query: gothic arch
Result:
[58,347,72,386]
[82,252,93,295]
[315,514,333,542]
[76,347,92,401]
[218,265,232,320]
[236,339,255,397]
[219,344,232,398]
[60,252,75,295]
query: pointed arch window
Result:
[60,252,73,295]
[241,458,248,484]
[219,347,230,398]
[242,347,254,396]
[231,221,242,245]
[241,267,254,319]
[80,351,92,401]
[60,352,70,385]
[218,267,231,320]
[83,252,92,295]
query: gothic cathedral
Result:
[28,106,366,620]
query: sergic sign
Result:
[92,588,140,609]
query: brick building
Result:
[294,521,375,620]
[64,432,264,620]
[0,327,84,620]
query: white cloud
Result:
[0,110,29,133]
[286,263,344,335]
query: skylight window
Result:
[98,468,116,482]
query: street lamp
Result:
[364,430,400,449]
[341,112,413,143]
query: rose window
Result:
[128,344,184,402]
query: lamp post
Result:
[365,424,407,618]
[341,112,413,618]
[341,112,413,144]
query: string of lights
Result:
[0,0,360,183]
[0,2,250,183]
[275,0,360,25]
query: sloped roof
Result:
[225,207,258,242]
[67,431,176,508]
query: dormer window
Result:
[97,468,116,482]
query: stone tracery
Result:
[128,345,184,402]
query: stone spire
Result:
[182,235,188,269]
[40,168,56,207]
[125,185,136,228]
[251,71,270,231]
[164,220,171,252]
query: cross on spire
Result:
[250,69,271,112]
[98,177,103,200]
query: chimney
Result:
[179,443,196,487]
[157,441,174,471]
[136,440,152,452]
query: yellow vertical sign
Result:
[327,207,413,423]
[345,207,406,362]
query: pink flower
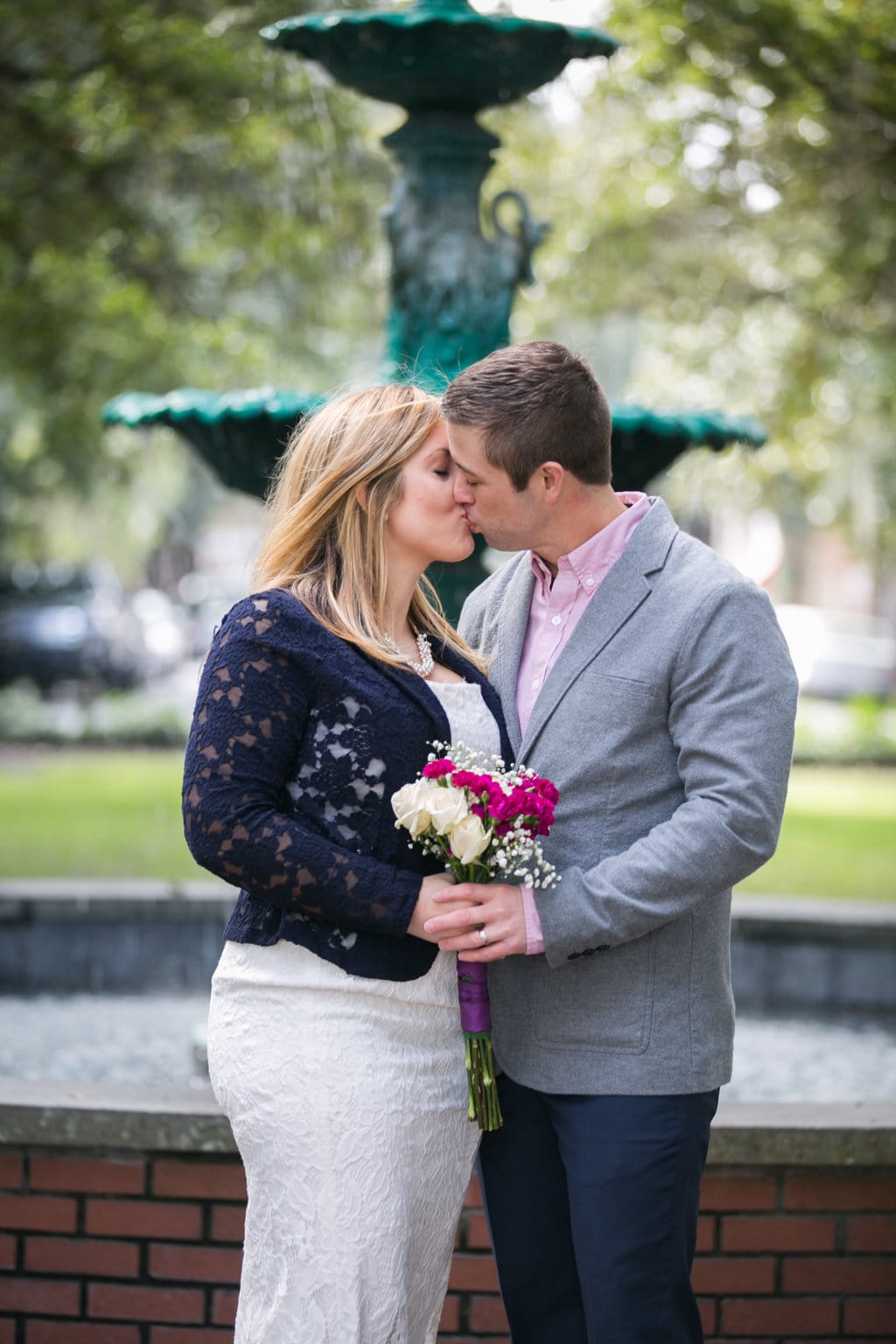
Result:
[422,757,454,780]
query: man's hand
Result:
[424,882,525,961]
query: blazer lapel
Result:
[517,500,678,760]
[489,551,535,757]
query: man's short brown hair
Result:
[442,340,612,491]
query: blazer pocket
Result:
[532,934,655,1055]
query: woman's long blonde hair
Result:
[256,383,485,669]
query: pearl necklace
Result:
[383,630,435,677]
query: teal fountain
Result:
[103,0,765,553]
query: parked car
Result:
[0,564,144,691]
[776,604,896,700]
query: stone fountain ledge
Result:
[0,878,896,1013]
[0,1078,896,1168]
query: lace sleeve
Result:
[183,597,421,937]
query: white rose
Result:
[392,780,444,838]
[430,785,470,836]
[449,813,490,863]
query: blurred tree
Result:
[489,0,896,597]
[0,0,389,555]
[0,0,896,605]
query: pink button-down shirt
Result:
[516,491,650,956]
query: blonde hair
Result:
[256,383,485,670]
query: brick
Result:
[30,1157,146,1195]
[3,1278,80,1316]
[149,1325,234,1344]
[151,1160,246,1203]
[0,1195,78,1233]
[88,1284,203,1324]
[780,1256,896,1295]
[439,1293,461,1334]
[149,1244,243,1284]
[690,1256,775,1296]
[844,1297,896,1341]
[25,1321,140,1344]
[721,1214,836,1251]
[700,1176,778,1212]
[85,1199,203,1242]
[464,1211,492,1251]
[846,1218,896,1253]
[721,1297,840,1339]
[211,1289,238,1325]
[211,1204,246,1246]
[25,1236,140,1278]
[449,1254,499,1293]
[0,1153,25,1189]
[467,1296,508,1334]
[697,1214,718,1254]
[785,1174,896,1212]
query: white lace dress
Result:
[208,682,500,1344]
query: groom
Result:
[427,341,796,1344]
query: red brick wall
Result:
[0,1148,896,1344]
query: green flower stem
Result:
[464,1031,504,1131]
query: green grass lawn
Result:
[0,749,896,900]
[0,747,194,880]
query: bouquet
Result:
[392,742,557,1130]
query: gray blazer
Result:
[461,500,796,1096]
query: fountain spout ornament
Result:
[255,0,617,389]
[103,0,765,521]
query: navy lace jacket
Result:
[183,589,510,980]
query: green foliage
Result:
[0,0,896,588]
[0,750,196,882]
[489,0,896,574]
[0,682,189,747]
[0,747,896,900]
[0,0,388,554]
[794,696,896,765]
[738,766,896,900]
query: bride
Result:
[184,386,510,1344]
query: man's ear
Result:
[536,462,565,504]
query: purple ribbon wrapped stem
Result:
[457,957,504,1130]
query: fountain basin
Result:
[262,0,620,113]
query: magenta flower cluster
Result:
[424,757,559,836]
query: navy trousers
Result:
[480,1074,718,1344]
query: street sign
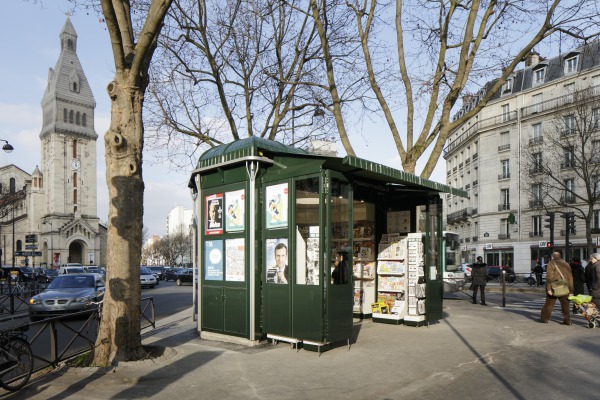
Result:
[15,251,42,257]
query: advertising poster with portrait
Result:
[225,238,246,282]
[265,238,290,284]
[204,193,223,235]
[204,240,223,281]
[265,183,288,229]
[225,189,246,232]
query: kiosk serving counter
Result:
[189,137,466,349]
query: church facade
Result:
[0,18,107,268]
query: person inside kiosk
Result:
[267,243,290,283]
[331,251,348,285]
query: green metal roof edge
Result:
[196,136,312,168]
[342,156,469,197]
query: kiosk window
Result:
[295,177,321,285]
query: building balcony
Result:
[529,200,544,208]
[529,136,544,146]
[498,203,510,211]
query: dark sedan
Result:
[175,268,194,286]
[29,274,105,320]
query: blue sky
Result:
[0,0,192,236]
[0,0,445,236]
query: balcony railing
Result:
[529,136,544,145]
[498,203,510,211]
[529,200,544,208]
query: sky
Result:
[0,0,445,236]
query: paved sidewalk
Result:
[7,293,600,400]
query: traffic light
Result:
[544,212,554,249]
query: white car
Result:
[140,268,156,288]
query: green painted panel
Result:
[202,286,223,331]
[263,283,292,337]
[223,287,249,336]
[293,285,324,342]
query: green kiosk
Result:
[189,137,466,351]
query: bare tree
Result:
[522,87,600,254]
[310,0,598,178]
[93,0,172,366]
[147,0,360,163]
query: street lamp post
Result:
[42,220,54,269]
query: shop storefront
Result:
[189,137,465,348]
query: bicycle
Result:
[0,326,33,392]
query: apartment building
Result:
[444,41,600,272]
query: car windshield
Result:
[48,275,96,289]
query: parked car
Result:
[2,267,37,282]
[146,266,165,285]
[163,268,183,282]
[175,268,194,286]
[487,265,517,283]
[35,268,58,283]
[140,267,156,288]
[28,274,105,320]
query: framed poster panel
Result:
[204,240,223,281]
[265,238,290,284]
[225,189,246,232]
[265,183,288,229]
[225,238,246,282]
[204,193,223,235]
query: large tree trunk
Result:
[94,75,144,365]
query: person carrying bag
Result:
[540,252,573,325]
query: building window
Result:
[565,55,579,74]
[563,115,576,136]
[533,67,546,85]
[502,104,510,122]
[502,160,510,179]
[502,78,512,94]
[531,215,543,237]
[563,178,575,204]
[531,93,542,113]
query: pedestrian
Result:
[570,257,585,296]
[588,253,600,308]
[585,253,600,296]
[471,256,487,306]
[540,252,576,325]
[533,259,544,287]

-=-=-=-=-

JOB
Rewrite the records from the line with "query: white car" through the end, changing "pedestrian" to "passerby" and leaving everything else as it is.

SOLVED EXERCISE
query: white car
Result:
[140,268,156,288]
query: green painted panel
Result:
[202,286,223,331]
[263,283,292,337]
[223,287,249,336]
[293,285,324,342]
query: green kiosk
Result:
[189,137,466,351]
query: bare tree
Result:
[522,87,600,254]
[310,0,598,178]
[93,0,172,366]
[147,0,360,163]
query: street lamp post
Result:
[42,220,54,269]
query: shop storefront
Result:
[189,137,465,348]
query: bicycle
Result:
[0,326,33,392]
query: apartment building
Result:
[444,41,600,272]
query: car windshield
Result:
[48,275,96,289]
query: parked car
Result:
[2,267,37,282]
[146,266,165,285]
[163,268,183,282]
[175,268,194,286]
[487,265,517,283]
[35,268,58,283]
[140,267,156,288]
[28,274,105,320]
query: framed poster panel
Result:
[204,240,223,281]
[265,238,290,284]
[225,189,246,232]
[265,183,288,229]
[225,238,246,282]
[204,193,223,235]
query: large tree trunk
Result:
[94,75,144,365]
query: person carrying bag
Result:
[540,252,573,325]
query: building window
Result:
[565,55,579,74]
[563,115,576,136]
[533,67,546,85]
[502,104,510,122]
[502,160,510,179]
[502,78,512,94]
[531,215,543,237]
[563,178,575,204]
[531,93,542,113]
query: passerby
Result:
[570,257,585,296]
[588,253,600,308]
[585,253,600,296]
[471,256,487,306]
[540,252,576,325]
[533,259,544,287]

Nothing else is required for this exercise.